TASK TO CARRY OUT. Copy the listing below letter for letter, passing over each picture.

MATERIAL FOR THIS EXERCISE.
<<<<
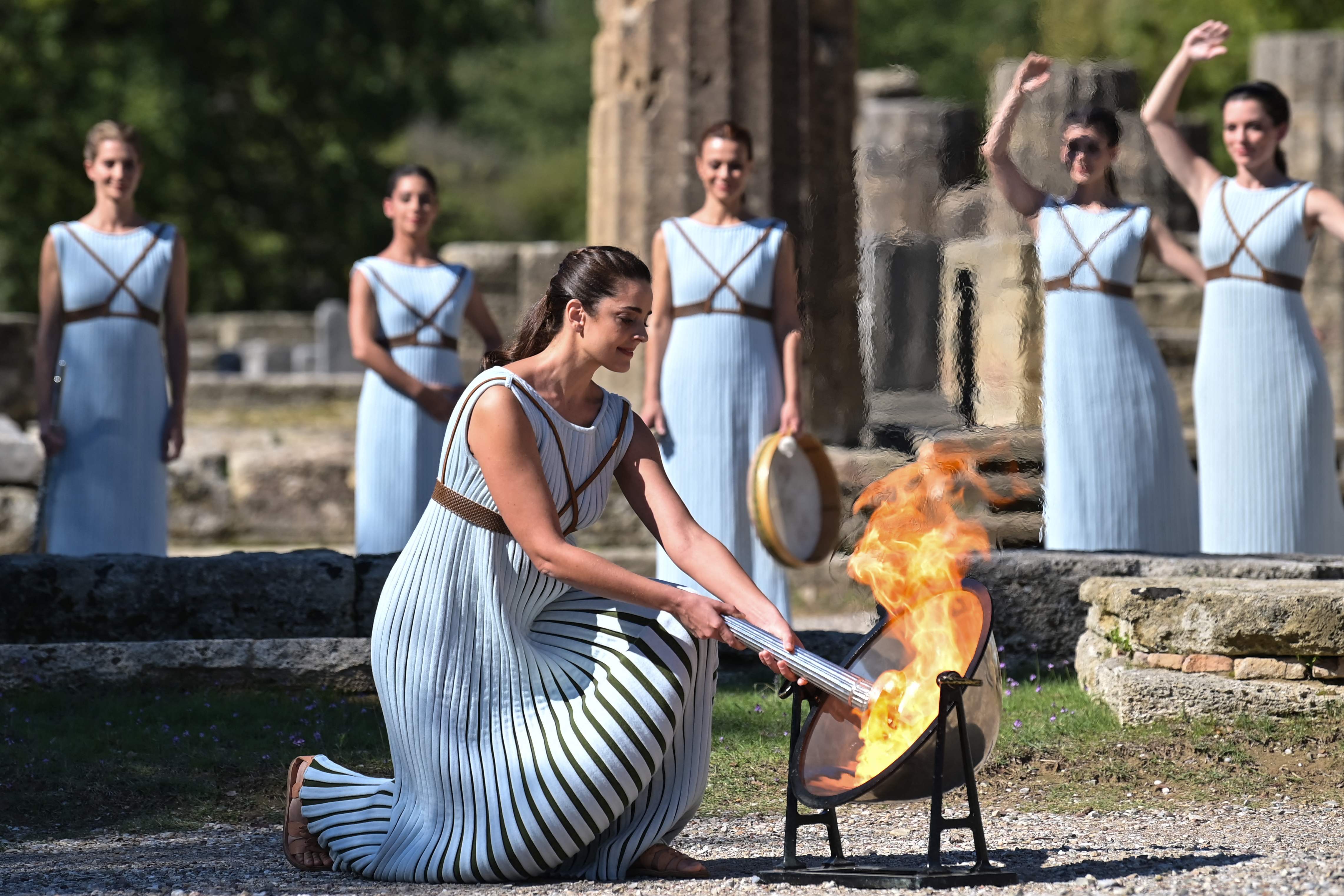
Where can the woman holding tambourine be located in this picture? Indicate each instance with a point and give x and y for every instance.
(724, 350)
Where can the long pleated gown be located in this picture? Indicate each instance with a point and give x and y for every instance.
(109, 487)
(1117, 473)
(534, 727)
(722, 385)
(397, 444)
(1262, 397)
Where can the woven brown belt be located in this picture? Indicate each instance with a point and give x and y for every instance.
(104, 308)
(469, 510)
(1272, 277)
(1111, 288)
(1267, 276)
(746, 310)
(413, 339)
(142, 313)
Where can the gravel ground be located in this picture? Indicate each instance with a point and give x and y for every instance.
(1209, 850)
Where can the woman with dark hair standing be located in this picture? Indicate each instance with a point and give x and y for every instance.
(547, 711)
(1117, 475)
(725, 342)
(107, 281)
(406, 311)
(1262, 397)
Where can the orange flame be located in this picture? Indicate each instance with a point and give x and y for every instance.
(915, 555)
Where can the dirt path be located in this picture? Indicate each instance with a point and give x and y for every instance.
(1213, 850)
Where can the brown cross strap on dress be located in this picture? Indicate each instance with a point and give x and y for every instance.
(1267, 276)
(706, 307)
(425, 322)
(104, 308)
(487, 519)
(1108, 287)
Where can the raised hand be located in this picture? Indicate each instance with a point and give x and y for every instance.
(1206, 41)
(1033, 73)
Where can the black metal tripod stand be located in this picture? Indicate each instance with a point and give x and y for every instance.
(935, 875)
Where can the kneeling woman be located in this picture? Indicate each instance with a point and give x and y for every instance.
(547, 711)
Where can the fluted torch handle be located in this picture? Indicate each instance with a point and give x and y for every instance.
(834, 679)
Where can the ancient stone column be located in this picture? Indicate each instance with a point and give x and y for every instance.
(909, 152)
(1308, 66)
(663, 70)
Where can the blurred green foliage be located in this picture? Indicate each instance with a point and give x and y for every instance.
(269, 128)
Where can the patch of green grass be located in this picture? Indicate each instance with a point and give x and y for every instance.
(749, 755)
(158, 761)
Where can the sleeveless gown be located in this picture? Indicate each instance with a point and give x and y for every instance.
(534, 729)
(722, 390)
(1262, 395)
(1117, 473)
(109, 487)
(397, 444)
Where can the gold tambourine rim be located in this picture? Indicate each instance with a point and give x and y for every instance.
(759, 500)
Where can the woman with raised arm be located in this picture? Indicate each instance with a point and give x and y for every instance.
(725, 348)
(547, 711)
(1262, 397)
(406, 311)
(1117, 475)
(107, 282)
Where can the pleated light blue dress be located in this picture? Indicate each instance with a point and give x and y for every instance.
(397, 444)
(534, 729)
(722, 386)
(109, 487)
(1262, 397)
(1117, 475)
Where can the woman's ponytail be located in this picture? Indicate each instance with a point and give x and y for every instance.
(587, 275)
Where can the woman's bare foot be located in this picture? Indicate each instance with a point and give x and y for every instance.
(662, 860)
(302, 848)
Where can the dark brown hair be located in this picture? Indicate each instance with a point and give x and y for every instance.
(1105, 123)
(1275, 104)
(410, 171)
(587, 275)
(726, 129)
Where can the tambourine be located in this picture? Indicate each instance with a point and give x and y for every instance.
(795, 499)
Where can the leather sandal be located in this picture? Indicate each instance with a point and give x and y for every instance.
(302, 848)
(662, 860)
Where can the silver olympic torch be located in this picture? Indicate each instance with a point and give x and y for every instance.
(834, 679)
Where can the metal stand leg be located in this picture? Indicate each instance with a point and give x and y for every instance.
(794, 819)
(951, 688)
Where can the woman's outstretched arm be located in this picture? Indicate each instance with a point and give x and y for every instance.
(1022, 195)
(1194, 174)
(503, 443)
(1324, 210)
(788, 334)
(1171, 253)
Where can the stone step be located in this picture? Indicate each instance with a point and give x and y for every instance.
(336, 664)
(1215, 616)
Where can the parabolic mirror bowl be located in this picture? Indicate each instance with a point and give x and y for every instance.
(822, 768)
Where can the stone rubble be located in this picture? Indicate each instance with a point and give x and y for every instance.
(1283, 848)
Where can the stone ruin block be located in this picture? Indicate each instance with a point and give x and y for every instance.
(1169, 647)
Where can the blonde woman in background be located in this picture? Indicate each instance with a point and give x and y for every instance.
(107, 285)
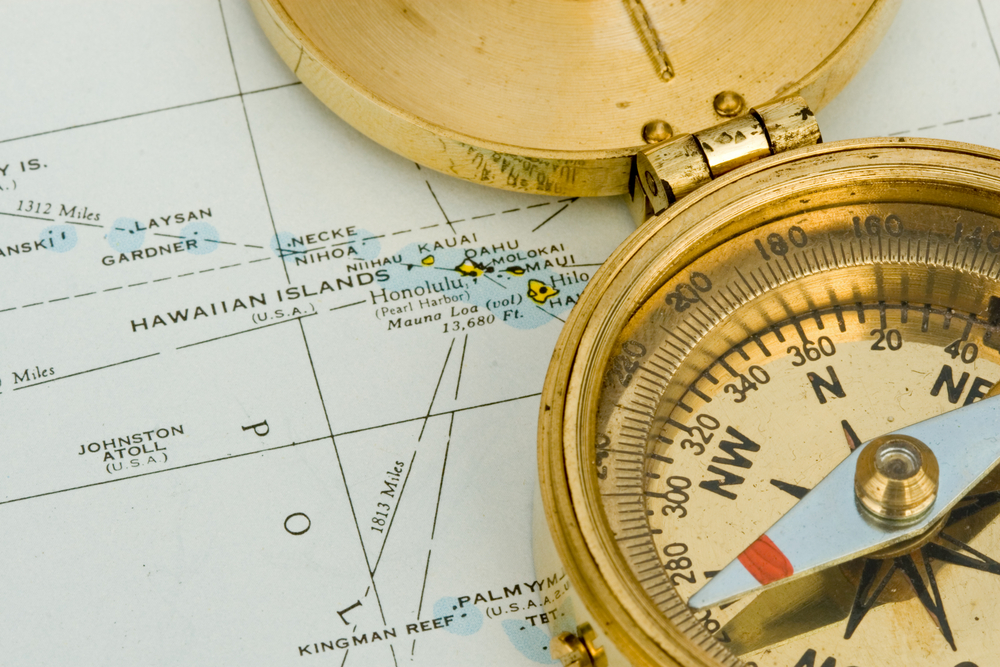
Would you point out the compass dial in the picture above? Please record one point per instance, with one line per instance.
(736, 353)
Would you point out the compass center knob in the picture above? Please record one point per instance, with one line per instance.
(896, 477)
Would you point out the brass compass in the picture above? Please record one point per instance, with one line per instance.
(767, 435)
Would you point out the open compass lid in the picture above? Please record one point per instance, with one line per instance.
(556, 96)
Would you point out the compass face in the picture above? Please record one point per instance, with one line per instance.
(746, 348)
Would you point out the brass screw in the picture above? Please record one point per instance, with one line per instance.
(656, 131)
(727, 103)
(896, 477)
(578, 651)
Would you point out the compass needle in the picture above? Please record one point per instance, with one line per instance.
(847, 310)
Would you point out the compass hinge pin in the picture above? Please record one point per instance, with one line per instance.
(578, 650)
(665, 172)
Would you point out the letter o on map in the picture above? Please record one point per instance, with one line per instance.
(297, 523)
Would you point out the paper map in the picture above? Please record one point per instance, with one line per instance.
(268, 392)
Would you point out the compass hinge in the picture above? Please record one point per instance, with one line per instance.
(665, 172)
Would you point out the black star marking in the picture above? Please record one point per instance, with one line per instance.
(924, 583)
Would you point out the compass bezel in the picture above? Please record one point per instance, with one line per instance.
(640, 266)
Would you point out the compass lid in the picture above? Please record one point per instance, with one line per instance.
(555, 96)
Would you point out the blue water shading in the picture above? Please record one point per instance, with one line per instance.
(286, 246)
(467, 620)
(126, 235)
(532, 642)
(205, 235)
(522, 298)
(61, 238)
(365, 245)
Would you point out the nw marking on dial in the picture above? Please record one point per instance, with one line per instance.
>>>>
ANSWER BOX.
Where can the woman holding tambourine be located in this picture? Indicate each instance with a point and give x and y for every instance.
(724, 350)
Where can the long pleated gown be located in this picture? Indicate each instance with a point and give x and y for every instance.
(109, 487)
(1117, 473)
(534, 727)
(722, 385)
(397, 444)
(1262, 397)
Where can the woven brown belt be located in this picture? Indicate each instance with a point and give x and y for every instance.
(104, 308)
(469, 510)
(1272, 277)
(1111, 288)
(1267, 276)
(746, 310)
(413, 339)
(142, 313)
Where can the gravel ground be located in this picture? Indicate each instance with a point and give x and y for every instance.
(1209, 850)
Where can the woman with dark hair standing be located in this picture? Indicate each instance with a point and give x and y for every instance.
(547, 711)
(1117, 475)
(725, 342)
(107, 281)
(406, 311)
(1262, 397)
Where can the orange flame be located in this picture? Indicate each instance with a point and give x and y for every instance.
(915, 555)
Where can the dirt path be located in this picture? Indicate each instance with a point and give x and y for every instance.
(1213, 850)
Where can the brown cross strap on dress be located in this picture? Indicate each instance with a point and give x and y for every instance.
(1267, 276)
(706, 307)
(425, 322)
(104, 308)
(487, 519)
(1108, 287)
Where can the raised hand be located in this picture? Indicate each instance with a point and give x and y for every instance.
(1206, 41)
(1033, 73)
Where can the black metal tripod stand be located in this picture? Indicate each instance with a point and give x and y for every instance.
(935, 875)
Where can the kneeling woman be located in this picture? Indicate each instance with a point and give x and y for every instance.
(547, 711)
Where can the fluted torch handle be located in this picture? Indicate each instance with a point and give x and y for every instance.
(834, 679)
Where can the ancient stone column be located in this picture? Indicate each instance with a point and give x and y for every instance.
(909, 152)
(1308, 66)
(663, 70)
Where can the blurred green foliage be located in this picture? Indicate each instance with a point and give x and y for every instance.
(269, 128)
Where can the patch of green grass be located in this picture? Indicate each instance with a point and give x and y for every instance.
(749, 755)
(158, 761)
Where can the sleeveless gown be located in this picture? Indicate each instance with a point and give x and y for every instance.
(534, 729)
(722, 390)
(1262, 395)
(1117, 473)
(109, 487)
(397, 444)
Where can the gold tambourine rim be located in this picture? Indicate each instance with a point and give x and y for every instance.
(759, 500)
Where can the woman with raised arm be located in this picture? Indicate each instance with a point and give x and y for every instance.
(725, 348)
(547, 711)
(1262, 397)
(406, 311)
(1117, 475)
(107, 282)
Where can the pleated light blue dress be located in this picture? Indicate each instance with a point and give x and y for every instance.
(397, 444)
(534, 729)
(722, 386)
(109, 487)
(1262, 397)
(1117, 475)
Where can the woman's ponytail be located in this picture? Indicate each instance with a point and give x and y for every instance.
(587, 275)
Where can the woman's bare foot be located in this picture? Indicate each instance with a point and give x and y for every instance.
(662, 860)
(302, 848)
Where can the dark brown hair be located in this picture? Indicate each instance with a point and give x and y for every instance.
(1105, 123)
(1275, 104)
(410, 171)
(587, 275)
(726, 129)
Where can the tambourine be located in this picture? Indicate each instance with a point and give x and y for every instance.
(795, 499)
Where can the leather sandal be located in this picture? Indicate each instance with a point and give x and y for every instance.
(302, 848)
(662, 860)
Where can the silver olympic torch be located in this picture? Indicate each instance with a point and give x and y for every instance.
(834, 679)
Where can the metal stand leg be located in this picture? Indicate each instance with a point and give x and y for every instance.
(794, 819)
(951, 688)
Where can the woman's outstretched arm be located in this picture? Indicate each instance with a point and give x and y for every instance.
(1022, 195)
(1194, 174)
(503, 443)
(1324, 210)
(788, 334)
(1171, 253)
Where can the stone step be located in this picture? Indicate each instance with a point and give x and y for every instance.
(336, 664)
(1215, 616)
Where can the parabolic mirror bowl be located in this picture? Indicate each instance with a point and give x and y for every instance.
(822, 768)
Where can the stone rubble be located in this picture? Indicate each instance with a point and give x and y for every instance.
(1283, 848)
Where can the stone ruin block be located in this picture? Indicate each instance with a point and give x and y for every instance.
(1169, 647)
Where can the blonde woman in background be located in this picture? Indicate each instance with a point and give x and y for every instance.
(107, 285)
Would you point out the compass dial in the picture above? Please record one point per instance, with one line per instance.
(736, 353)
Would you point out the compass center knob in the picture above? Please record one point per instance, with one line per instance.
(896, 477)
Would you point out the brass compass in the picture above? Please record one point per instance, with one line per instance.
(767, 435)
Would you point out the open compass lid in the picture above? Please record one point per instance, with one line per instance.
(556, 96)
Would you point out the compass face in the picture above? Please record one point per instance, with one line per instance.
(746, 348)
Would you point out the brass screw in the picture above? Please record one point per instance, with one line per instance.
(656, 131)
(727, 103)
(896, 477)
(578, 651)
Would you point out the compass needle in the picture above? Please record one point per instance, with one line per instance.
(847, 310)
Would you point out the compass hinge pin in the picture above? Please record one point per instance, with one line per instance.
(578, 650)
(665, 172)
Would you point out the letter o on map in the picture above? Please record one point per instance, with one line per instance.
(297, 523)
Would you point out the paper map in the picture above? Please record one point per instance, with one line per instance.
(268, 392)
Would you point out the compass hinge in the picture above? Please record one point per instance, with one line per instance.
(665, 172)
Would you point out the black star marking in the picture above? Please record one point per instance, with one line per instance.
(924, 583)
Would you point out the compass bezel in the picture above? Please record one point per instance, with one line per instance.
(640, 266)
Would you point out the compass lid in the picture above? Please record one point per instance, with one line per instance.
(555, 96)
Would you point out the blue water shading in the picture above? Please record one point per instance, with one line per instance.
(286, 246)
(467, 620)
(126, 235)
(532, 642)
(205, 235)
(522, 298)
(61, 238)
(365, 245)
Would you point out the nw marking on dial in the picture above? Please record one point per instance, with one line per instance.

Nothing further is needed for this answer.